課題: 下の一覧から、「logo」という語を含む行をすべて抜き出してください。

演習データ:

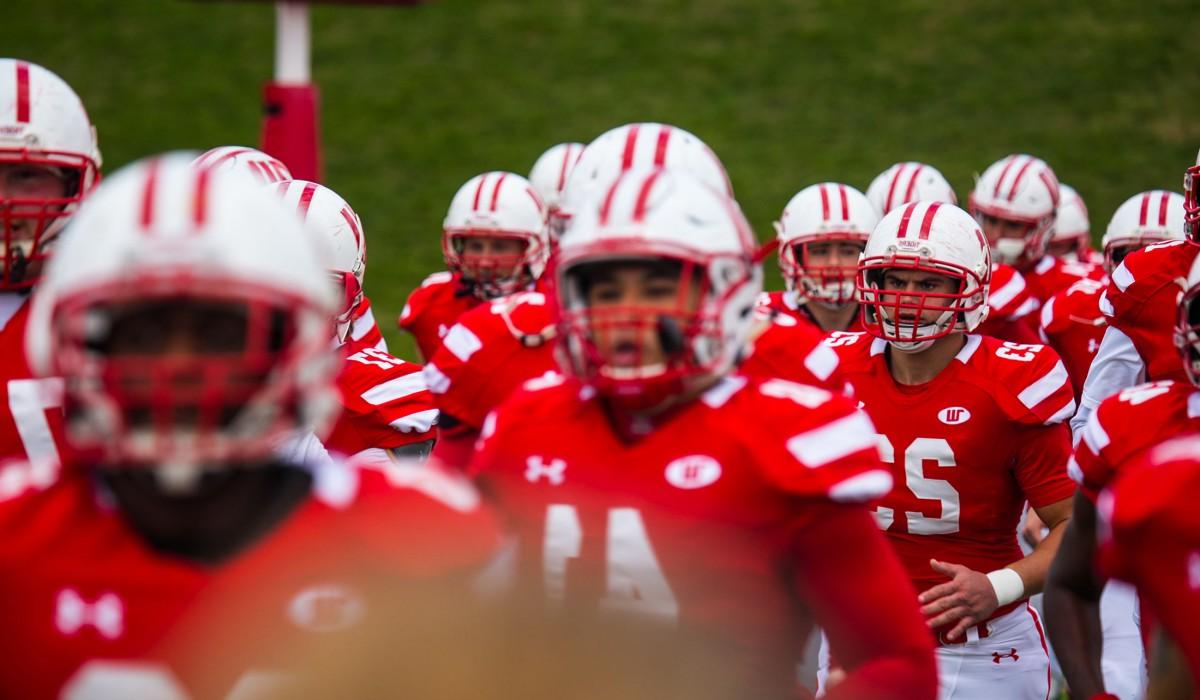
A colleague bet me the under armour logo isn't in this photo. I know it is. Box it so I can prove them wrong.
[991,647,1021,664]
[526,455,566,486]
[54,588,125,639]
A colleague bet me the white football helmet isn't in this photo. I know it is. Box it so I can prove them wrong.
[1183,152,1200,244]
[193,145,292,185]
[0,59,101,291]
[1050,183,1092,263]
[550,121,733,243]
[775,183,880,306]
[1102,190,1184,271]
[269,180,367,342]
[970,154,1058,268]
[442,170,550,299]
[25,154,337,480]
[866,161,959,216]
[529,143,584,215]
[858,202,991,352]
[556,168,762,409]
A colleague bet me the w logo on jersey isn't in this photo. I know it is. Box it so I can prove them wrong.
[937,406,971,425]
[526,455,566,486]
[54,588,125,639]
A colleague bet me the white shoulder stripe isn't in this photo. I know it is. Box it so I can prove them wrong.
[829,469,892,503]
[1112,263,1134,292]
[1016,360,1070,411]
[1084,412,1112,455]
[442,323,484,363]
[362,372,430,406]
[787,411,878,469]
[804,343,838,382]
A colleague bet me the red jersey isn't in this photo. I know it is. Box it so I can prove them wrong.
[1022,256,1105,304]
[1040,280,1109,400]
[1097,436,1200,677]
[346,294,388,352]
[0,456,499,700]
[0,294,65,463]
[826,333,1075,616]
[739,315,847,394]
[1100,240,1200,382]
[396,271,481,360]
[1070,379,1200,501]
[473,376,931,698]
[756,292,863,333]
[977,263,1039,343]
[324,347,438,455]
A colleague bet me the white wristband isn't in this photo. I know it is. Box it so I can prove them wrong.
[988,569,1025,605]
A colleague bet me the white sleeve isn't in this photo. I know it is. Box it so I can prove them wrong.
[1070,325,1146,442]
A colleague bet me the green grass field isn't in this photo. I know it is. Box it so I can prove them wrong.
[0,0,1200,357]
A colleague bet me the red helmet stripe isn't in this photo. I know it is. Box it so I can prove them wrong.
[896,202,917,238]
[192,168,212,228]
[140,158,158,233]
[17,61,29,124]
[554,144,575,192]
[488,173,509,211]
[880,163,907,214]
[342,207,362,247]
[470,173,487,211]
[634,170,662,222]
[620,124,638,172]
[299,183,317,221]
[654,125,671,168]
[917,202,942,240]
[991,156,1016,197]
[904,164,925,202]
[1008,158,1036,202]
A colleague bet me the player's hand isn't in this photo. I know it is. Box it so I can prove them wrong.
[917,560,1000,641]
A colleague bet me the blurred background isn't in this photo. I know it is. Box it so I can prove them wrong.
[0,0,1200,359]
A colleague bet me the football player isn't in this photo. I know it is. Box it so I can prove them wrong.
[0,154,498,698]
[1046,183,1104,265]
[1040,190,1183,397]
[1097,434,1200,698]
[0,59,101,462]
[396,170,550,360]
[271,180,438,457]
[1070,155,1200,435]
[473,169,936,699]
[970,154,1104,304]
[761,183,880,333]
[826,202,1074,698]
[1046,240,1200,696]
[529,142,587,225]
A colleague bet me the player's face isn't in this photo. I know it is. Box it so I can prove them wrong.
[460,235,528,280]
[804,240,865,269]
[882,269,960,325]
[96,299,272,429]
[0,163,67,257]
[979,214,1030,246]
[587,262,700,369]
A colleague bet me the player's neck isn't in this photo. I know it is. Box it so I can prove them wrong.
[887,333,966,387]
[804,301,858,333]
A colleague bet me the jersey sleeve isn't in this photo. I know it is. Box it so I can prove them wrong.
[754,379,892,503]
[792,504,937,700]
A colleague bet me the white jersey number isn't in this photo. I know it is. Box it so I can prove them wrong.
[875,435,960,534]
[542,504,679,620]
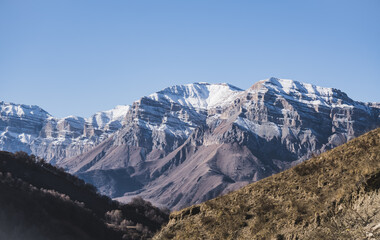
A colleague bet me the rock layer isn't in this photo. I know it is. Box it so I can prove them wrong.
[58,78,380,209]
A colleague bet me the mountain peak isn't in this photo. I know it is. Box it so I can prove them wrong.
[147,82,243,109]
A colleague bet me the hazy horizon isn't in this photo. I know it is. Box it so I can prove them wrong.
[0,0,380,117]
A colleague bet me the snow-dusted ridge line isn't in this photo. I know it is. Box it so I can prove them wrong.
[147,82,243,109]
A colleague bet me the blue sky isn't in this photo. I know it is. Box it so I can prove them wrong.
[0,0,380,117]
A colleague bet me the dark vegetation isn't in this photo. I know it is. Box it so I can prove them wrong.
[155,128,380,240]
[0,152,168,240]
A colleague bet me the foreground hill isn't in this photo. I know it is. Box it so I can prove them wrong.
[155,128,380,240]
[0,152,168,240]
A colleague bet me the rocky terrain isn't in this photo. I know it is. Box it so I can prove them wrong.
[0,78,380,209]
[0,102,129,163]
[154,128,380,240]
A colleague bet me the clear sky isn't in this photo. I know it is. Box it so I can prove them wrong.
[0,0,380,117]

出力結果:
A colleague bet me the under armour logo isn't in this photo. I know it is. Box it so I can prove them wrong.
A colleague bet me the w logo on jersey isn't in this photo. I know it is. Box it so I can prove them wrong.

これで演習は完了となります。